◆ Record set ◆
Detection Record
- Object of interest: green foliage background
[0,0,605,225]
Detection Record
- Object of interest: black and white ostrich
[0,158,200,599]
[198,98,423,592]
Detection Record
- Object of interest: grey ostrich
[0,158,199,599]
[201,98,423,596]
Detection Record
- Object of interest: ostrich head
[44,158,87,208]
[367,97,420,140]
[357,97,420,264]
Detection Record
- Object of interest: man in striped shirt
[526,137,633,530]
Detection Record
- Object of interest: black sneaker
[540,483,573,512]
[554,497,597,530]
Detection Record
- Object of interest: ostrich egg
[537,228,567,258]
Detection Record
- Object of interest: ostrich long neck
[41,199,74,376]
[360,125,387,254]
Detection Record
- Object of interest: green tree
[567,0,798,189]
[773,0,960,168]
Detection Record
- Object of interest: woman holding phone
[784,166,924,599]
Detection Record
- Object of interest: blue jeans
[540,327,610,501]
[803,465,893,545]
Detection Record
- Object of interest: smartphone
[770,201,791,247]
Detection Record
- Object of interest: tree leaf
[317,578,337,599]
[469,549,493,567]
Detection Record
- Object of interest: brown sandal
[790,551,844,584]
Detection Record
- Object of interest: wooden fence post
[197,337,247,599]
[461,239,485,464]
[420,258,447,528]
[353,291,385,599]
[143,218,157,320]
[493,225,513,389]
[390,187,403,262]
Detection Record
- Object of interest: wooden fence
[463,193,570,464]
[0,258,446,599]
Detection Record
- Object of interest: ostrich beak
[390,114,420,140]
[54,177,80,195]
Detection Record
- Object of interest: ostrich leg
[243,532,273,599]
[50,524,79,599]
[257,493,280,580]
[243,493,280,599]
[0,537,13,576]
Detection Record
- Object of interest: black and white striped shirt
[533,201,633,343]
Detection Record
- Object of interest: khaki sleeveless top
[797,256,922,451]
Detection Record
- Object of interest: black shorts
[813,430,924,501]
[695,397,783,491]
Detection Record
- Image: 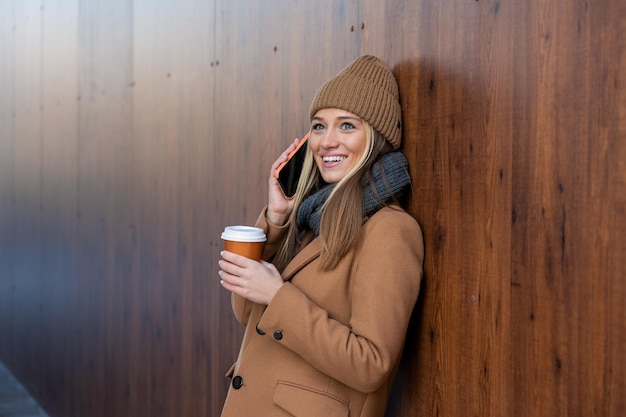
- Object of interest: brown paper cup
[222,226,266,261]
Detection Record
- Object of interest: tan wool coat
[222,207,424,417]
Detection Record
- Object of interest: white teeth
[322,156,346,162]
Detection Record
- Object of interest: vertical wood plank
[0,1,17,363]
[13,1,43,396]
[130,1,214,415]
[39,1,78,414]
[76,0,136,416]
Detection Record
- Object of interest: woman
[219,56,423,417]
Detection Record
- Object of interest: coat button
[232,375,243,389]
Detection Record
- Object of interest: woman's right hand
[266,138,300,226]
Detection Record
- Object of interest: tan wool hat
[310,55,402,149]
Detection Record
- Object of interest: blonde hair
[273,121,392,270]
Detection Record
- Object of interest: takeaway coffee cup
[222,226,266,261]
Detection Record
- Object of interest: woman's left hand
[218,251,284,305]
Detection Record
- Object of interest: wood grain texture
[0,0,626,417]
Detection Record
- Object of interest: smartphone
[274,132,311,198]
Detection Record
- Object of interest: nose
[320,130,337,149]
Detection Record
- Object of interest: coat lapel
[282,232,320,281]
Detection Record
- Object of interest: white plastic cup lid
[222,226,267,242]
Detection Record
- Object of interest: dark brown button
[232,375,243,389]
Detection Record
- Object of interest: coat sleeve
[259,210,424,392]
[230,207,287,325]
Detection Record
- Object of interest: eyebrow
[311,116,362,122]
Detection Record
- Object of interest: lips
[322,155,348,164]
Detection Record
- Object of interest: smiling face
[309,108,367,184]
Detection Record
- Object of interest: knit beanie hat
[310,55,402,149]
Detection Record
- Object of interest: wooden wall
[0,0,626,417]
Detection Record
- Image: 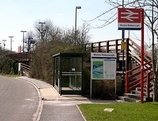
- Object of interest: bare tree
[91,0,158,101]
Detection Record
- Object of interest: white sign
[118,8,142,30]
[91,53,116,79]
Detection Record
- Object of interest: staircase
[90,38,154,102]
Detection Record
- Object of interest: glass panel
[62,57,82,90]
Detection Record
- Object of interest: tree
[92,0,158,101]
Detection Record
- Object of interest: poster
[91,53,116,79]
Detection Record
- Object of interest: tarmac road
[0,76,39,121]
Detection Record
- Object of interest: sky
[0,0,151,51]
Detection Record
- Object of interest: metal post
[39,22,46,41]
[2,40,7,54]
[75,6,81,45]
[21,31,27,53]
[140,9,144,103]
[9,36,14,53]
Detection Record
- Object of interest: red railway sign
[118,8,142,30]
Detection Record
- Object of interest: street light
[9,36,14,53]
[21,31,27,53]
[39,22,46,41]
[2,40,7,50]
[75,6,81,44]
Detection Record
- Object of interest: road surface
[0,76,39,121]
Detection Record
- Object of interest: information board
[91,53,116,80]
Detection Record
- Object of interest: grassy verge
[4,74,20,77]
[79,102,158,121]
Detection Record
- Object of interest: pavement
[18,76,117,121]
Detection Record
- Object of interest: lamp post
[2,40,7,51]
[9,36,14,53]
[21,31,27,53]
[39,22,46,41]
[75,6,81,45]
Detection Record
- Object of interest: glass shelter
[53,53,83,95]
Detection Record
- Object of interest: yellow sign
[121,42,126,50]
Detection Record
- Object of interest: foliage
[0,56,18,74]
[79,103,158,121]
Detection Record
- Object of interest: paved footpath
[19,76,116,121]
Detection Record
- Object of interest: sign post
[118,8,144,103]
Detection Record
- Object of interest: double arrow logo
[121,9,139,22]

* * *

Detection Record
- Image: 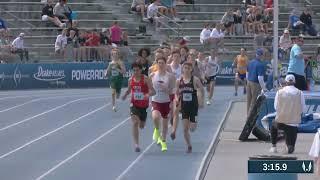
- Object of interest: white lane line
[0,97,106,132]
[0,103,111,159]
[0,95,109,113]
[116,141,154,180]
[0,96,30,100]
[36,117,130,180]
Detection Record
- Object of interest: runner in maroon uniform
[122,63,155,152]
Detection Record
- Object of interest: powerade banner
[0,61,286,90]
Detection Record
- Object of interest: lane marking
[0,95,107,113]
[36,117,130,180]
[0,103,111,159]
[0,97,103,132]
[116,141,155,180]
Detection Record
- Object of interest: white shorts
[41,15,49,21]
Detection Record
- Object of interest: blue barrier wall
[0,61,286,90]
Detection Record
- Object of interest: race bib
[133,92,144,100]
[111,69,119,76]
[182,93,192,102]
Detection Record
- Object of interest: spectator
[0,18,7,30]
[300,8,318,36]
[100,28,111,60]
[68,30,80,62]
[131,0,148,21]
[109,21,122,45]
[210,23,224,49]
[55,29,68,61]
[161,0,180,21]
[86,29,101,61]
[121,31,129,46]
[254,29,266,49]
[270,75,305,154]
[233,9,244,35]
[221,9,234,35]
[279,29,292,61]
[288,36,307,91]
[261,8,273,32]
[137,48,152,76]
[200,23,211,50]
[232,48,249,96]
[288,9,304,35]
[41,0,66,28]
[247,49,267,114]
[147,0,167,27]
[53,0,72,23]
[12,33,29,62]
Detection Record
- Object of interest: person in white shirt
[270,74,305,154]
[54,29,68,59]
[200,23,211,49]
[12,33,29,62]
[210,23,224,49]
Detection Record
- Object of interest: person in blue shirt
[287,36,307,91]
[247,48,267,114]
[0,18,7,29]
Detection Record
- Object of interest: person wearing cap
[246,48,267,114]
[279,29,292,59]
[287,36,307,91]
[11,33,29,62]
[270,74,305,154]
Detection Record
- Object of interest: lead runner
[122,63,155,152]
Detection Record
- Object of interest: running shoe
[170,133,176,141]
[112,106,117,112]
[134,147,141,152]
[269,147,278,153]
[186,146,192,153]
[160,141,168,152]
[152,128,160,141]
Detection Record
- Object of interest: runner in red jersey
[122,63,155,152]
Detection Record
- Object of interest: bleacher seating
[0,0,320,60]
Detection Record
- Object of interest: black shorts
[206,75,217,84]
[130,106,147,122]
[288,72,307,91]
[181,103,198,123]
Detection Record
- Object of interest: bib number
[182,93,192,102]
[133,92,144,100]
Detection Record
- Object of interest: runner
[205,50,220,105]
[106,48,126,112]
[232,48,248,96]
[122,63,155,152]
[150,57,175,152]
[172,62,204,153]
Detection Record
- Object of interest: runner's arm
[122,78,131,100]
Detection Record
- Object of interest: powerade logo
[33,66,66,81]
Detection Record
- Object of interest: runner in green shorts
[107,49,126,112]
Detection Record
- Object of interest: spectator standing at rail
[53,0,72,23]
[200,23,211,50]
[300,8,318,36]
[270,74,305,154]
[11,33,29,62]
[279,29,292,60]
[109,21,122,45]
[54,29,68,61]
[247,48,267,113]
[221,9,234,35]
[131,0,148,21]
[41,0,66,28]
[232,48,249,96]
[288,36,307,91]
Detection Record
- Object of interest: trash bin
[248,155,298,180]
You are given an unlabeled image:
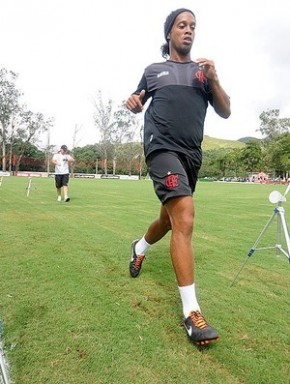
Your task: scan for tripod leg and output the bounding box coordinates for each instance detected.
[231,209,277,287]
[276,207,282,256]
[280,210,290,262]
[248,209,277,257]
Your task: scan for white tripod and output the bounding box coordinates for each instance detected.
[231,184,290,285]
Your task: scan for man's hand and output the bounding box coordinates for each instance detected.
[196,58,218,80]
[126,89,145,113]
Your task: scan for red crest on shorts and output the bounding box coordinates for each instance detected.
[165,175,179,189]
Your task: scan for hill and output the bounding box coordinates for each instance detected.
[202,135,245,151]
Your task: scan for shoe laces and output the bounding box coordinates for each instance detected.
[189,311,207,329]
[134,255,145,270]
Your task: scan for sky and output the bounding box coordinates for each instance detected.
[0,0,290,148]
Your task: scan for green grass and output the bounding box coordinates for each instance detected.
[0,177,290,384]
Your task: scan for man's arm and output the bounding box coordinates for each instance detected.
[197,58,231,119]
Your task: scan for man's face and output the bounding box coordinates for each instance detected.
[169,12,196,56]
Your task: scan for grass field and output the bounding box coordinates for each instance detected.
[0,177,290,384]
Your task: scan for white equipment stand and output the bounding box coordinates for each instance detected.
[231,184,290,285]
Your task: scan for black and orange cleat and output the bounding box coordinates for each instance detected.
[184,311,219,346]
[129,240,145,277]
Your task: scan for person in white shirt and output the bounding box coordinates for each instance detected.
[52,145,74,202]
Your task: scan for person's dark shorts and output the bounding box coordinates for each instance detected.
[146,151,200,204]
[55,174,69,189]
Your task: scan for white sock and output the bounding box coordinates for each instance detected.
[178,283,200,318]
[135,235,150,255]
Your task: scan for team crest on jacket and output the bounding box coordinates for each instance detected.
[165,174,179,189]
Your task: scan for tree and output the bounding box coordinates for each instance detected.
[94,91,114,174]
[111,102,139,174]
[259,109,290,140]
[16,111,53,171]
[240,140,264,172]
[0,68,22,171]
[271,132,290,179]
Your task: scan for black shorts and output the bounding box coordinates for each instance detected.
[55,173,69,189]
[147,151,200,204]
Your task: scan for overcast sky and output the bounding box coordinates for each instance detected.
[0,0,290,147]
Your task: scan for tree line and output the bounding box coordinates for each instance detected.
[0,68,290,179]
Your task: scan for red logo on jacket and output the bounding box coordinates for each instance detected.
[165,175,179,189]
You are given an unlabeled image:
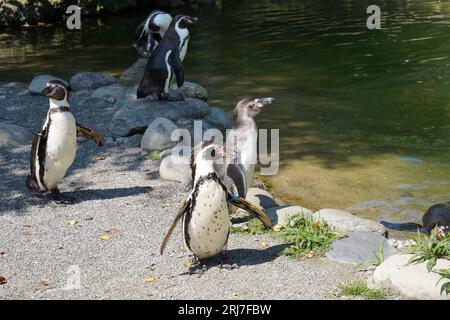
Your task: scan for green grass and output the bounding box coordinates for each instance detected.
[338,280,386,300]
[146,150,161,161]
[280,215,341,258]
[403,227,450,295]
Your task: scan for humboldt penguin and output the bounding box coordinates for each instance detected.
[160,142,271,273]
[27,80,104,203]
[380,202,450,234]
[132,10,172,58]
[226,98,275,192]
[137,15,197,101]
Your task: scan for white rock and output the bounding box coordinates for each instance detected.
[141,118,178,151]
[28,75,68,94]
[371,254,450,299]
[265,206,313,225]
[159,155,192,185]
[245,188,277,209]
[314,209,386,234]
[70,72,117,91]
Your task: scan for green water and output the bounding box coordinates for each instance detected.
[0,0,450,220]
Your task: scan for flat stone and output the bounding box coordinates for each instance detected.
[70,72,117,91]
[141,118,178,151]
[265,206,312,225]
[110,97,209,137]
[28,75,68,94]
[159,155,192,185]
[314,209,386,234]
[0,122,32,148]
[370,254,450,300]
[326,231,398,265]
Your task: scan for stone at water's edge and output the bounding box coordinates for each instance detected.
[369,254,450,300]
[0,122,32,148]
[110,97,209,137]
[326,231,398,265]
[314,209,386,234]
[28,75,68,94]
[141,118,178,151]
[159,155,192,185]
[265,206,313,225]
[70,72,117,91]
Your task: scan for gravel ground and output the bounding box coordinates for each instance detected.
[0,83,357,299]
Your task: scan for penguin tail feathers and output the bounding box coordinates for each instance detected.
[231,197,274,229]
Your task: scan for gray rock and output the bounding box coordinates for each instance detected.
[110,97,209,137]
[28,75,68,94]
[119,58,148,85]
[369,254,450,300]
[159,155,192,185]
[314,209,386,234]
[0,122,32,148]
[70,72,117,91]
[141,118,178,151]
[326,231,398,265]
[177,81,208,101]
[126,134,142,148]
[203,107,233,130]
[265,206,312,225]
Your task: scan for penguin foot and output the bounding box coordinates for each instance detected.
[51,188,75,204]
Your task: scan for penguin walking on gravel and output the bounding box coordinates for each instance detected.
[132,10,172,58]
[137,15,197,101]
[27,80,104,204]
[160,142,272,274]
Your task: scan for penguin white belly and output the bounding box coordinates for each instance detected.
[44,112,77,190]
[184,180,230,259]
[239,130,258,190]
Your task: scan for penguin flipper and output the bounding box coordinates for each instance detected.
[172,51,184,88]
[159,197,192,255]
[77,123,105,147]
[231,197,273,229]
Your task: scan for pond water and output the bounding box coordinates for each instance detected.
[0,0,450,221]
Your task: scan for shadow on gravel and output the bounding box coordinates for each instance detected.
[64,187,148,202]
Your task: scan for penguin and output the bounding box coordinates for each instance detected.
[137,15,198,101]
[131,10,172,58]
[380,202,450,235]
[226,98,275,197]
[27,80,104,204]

◆ What you will do ◆
Reproduce the data above without changes, from the line with "Your task: scan for green water" to the line with "[0,0,450,220]", including both of those lines.

◆ Reply ◆
Your task: scan for green water and output the bounding box coordinates for each instance detected.
[0,0,450,220]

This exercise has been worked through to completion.